- **PROBLEM**
Show all lines of the listing that contain the word "green".

Segment Open

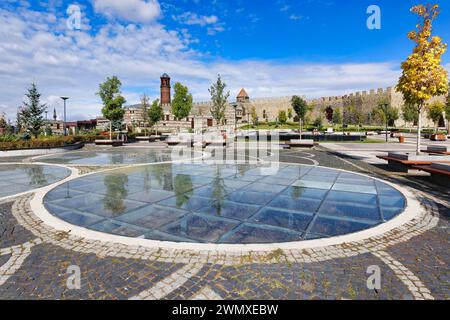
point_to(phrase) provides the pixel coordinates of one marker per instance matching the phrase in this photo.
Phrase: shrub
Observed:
(15, 143)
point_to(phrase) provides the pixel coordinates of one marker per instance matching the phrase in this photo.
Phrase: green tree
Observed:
(155, 113)
(435, 113)
(113, 101)
(410, 113)
(383, 114)
(219, 99)
(282, 117)
(33, 111)
(182, 102)
(318, 123)
(301, 108)
(423, 75)
(145, 102)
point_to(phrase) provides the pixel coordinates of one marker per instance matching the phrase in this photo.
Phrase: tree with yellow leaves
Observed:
(423, 75)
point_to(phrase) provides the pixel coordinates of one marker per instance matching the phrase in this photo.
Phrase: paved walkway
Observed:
(38, 262)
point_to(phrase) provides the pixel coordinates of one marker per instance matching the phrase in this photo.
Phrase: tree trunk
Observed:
(419, 132)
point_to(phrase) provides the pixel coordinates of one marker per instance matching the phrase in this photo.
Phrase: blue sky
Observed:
(273, 48)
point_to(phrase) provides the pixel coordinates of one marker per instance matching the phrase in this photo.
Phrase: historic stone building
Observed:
(268, 109)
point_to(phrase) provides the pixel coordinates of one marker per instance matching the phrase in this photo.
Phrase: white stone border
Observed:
(73, 175)
(413, 209)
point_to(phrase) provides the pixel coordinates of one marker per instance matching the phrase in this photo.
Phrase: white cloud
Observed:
(74, 63)
(190, 18)
(139, 11)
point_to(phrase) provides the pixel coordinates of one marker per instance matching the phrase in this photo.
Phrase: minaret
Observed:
(165, 90)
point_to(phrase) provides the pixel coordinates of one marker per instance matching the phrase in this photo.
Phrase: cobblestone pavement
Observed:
(413, 260)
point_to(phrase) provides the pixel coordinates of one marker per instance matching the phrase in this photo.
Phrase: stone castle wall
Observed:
(364, 102)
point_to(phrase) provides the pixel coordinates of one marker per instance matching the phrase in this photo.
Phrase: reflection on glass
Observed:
(116, 192)
(219, 191)
(183, 188)
(37, 176)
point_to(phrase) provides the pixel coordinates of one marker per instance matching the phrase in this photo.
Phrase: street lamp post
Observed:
(64, 124)
(235, 117)
(385, 108)
(46, 122)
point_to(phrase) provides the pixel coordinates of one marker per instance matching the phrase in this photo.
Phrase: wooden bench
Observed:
(407, 165)
(440, 173)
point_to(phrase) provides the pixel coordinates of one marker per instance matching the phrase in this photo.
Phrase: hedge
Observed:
(41, 143)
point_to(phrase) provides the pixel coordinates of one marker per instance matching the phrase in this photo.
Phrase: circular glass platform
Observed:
(19, 178)
(225, 204)
(120, 157)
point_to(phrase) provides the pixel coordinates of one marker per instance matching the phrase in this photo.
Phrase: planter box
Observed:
(113, 143)
(438, 137)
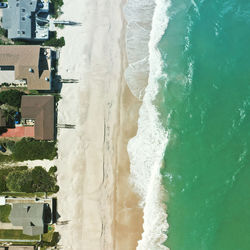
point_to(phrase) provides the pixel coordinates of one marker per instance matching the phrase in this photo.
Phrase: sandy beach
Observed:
(96, 204)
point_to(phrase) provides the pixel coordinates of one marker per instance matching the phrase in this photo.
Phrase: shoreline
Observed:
(95, 203)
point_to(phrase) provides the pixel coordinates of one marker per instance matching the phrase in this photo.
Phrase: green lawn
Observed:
(29, 195)
(16, 235)
(4, 213)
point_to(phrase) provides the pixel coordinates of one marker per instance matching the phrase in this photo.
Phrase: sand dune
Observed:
(95, 202)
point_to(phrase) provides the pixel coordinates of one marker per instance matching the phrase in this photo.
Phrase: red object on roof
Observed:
(19, 132)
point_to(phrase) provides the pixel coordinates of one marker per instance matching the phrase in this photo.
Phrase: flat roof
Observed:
(30, 63)
(41, 109)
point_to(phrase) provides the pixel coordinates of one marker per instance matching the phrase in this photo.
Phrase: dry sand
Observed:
(96, 204)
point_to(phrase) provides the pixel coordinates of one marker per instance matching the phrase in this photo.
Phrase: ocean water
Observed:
(204, 105)
(189, 61)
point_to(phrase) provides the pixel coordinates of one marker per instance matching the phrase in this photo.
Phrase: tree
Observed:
(30, 149)
(42, 181)
(3, 187)
(11, 97)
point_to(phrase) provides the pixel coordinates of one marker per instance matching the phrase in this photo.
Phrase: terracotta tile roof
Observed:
(2, 119)
(29, 64)
(40, 109)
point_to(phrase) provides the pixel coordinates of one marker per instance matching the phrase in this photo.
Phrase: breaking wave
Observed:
(147, 22)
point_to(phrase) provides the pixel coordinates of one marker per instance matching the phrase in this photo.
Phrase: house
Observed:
(38, 111)
(2, 119)
(33, 217)
(19, 248)
(30, 64)
(26, 19)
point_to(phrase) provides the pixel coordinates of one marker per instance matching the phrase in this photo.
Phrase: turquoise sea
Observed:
(204, 105)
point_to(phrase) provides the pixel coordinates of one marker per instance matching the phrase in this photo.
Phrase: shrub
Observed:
(42, 181)
(56, 7)
(20, 181)
(29, 181)
(52, 170)
(4, 213)
(3, 187)
(30, 149)
(54, 41)
(11, 97)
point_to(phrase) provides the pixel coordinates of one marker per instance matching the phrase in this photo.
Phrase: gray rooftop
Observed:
(20, 18)
(29, 216)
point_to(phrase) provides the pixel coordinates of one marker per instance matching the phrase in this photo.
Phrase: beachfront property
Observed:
(38, 112)
(26, 66)
(27, 19)
(2, 119)
(31, 217)
(37, 119)
(18, 248)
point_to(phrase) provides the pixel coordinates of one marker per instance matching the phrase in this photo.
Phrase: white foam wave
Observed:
(138, 14)
(146, 149)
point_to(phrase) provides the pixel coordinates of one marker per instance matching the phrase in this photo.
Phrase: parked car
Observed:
(3, 5)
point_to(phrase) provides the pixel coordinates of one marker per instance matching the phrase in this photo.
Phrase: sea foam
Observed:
(146, 149)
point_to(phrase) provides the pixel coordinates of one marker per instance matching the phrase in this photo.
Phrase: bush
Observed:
(3, 187)
(56, 7)
(30, 181)
(42, 181)
(4, 213)
(30, 149)
(11, 97)
(54, 41)
(52, 170)
(20, 181)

Segment Closed

- **TASK RESULT**
Phrase: green tree
Phrase: green lawn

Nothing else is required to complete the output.